- [Material provided]:
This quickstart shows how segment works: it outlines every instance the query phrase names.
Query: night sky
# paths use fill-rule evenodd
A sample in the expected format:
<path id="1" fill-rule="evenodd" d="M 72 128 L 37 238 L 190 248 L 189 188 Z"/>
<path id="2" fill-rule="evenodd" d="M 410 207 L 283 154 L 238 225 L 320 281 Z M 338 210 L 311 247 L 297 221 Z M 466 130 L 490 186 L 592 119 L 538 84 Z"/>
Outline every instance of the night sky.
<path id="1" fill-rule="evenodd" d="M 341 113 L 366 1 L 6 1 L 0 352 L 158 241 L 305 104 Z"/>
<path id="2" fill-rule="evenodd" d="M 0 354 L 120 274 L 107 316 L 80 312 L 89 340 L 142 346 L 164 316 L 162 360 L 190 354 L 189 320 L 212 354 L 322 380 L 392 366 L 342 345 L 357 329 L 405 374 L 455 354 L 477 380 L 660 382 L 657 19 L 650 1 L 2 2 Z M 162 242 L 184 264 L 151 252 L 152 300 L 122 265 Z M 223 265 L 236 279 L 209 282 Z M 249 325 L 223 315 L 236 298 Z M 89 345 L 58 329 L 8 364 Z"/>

- [Challenge]: Turn every line of the listing above into a numbered list, leaving out any blank lines.

- [Task answer]:
1. This quickstart shows how segment works: it outlines every instance the query phrase names.
2. Query: night sky
3. # paths use fill-rule evenodd
4. A sample in the expected format:
5. <path id="1" fill-rule="evenodd" d="M 72 128 L 37 238 L 190 248 L 189 188 Z"/>
6. <path id="2" fill-rule="evenodd" d="M 410 207 L 283 154 L 238 225 L 320 281 Z M 338 210 L 311 247 L 297 221 Z M 466 130 L 490 186 L 592 119 L 538 84 Z"/>
7. Outline every instance of the night sky.
8. <path id="1" fill-rule="evenodd" d="M 341 113 L 366 1 L 6 1 L 0 352 L 158 241 L 305 104 Z"/>
9. <path id="2" fill-rule="evenodd" d="M 0 354 L 120 274 L 107 316 L 80 312 L 89 340 L 142 346 L 164 316 L 162 360 L 190 354 L 189 320 L 212 354 L 322 380 L 392 366 L 342 345 L 357 329 L 405 374 L 455 354 L 477 380 L 660 382 L 657 19 L 650 1 L 2 2 Z M 162 242 L 184 264 L 151 252 L 152 300 L 122 265 Z M 223 265 L 236 279 L 209 282 Z M 249 325 L 223 315 L 236 298 Z M 89 345 L 58 329 L 8 364 Z"/>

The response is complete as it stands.